- [Point-per-instance localization data]:
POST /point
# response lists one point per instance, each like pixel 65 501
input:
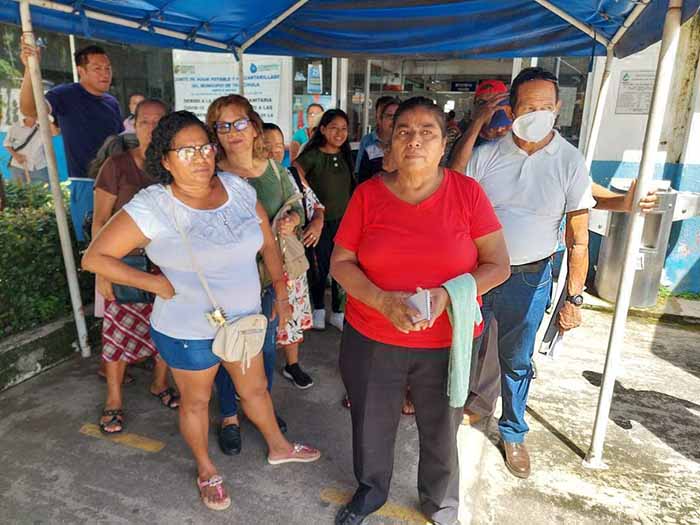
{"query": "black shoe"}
pixel 346 516
pixel 230 440
pixel 282 424
pixel 297 376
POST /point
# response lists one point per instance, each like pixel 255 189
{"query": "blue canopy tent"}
pixel 433 28
pixel 436 28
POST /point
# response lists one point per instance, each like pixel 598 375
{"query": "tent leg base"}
pixel 593 463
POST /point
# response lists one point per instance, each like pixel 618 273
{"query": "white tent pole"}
pixel 61 218
pixel 599 109
pixel 94 15
pixel 241 72
pixel 365 108
pixel 517 67
pixel 274 23
pixel 71 43
pixel 549 6
pixel 662 85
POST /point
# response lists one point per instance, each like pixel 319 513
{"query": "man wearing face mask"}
pixel 534 178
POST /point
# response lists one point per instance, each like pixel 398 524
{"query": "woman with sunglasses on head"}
pixel 196 217
pixel 326 163
pixel 242 152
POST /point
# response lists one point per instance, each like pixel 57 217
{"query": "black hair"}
pixel 148 102
pixel 384 101
pixel 317 140
pixel 162 139
pixel 82 56
pixel 269 126
pixel 528 74
pixel 422 103
pixel 113 145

- [EXERCISE DETAILS]:
Every record is to be restated word for word, with the pictures left out.

- [FINAL ANSWER]:
POST /point
# response lists one point per instance, each like pixel 65 501
input:
{"query": "black shoe"}
pixel 346 516
pixel 230 440
pixel 282 424
pixel 297 376
POST /point
# response lists one point per instance, each like pixel 255 189
{"query": "blue canopy tent"}
pixel 433 28
pixel 436 28
POST /point
# response lists one point per instance, each like pixel 598 375
{"query": "tent leg base"}
pixel 593 463
POST /point
# response lists one point per instance, each like pixel 618 273
{"query": "white tent pole"}
pixel 61 218
pixel 599 109
pixel 94 15
pixel 241 72
pixel 365 108
pixel 517 67
pixel 274 23
pixel 71 43
pixel 549 6
pixel 662 85
POST /point
# response lists one point per instance, each like pixel 319 513
{"query": "man wearing face mask"}
pixel 534 178
POST /point
# response lists one point per instance, each like pixel 398 524
{"query": "woman with sunglasses on head"}
pixel 196 217
pixel 326 163
pixel 242 152
POST /point
# response lists one point per instance, each like pixel 57 217
{"query": "black hair"}
pixel 148 102
pixel 384 101
pixel 317 140
pixel 162 139
pixel 82 56
pixel 269 126
pixel 528 74
pixel 422 103
pixel 113 145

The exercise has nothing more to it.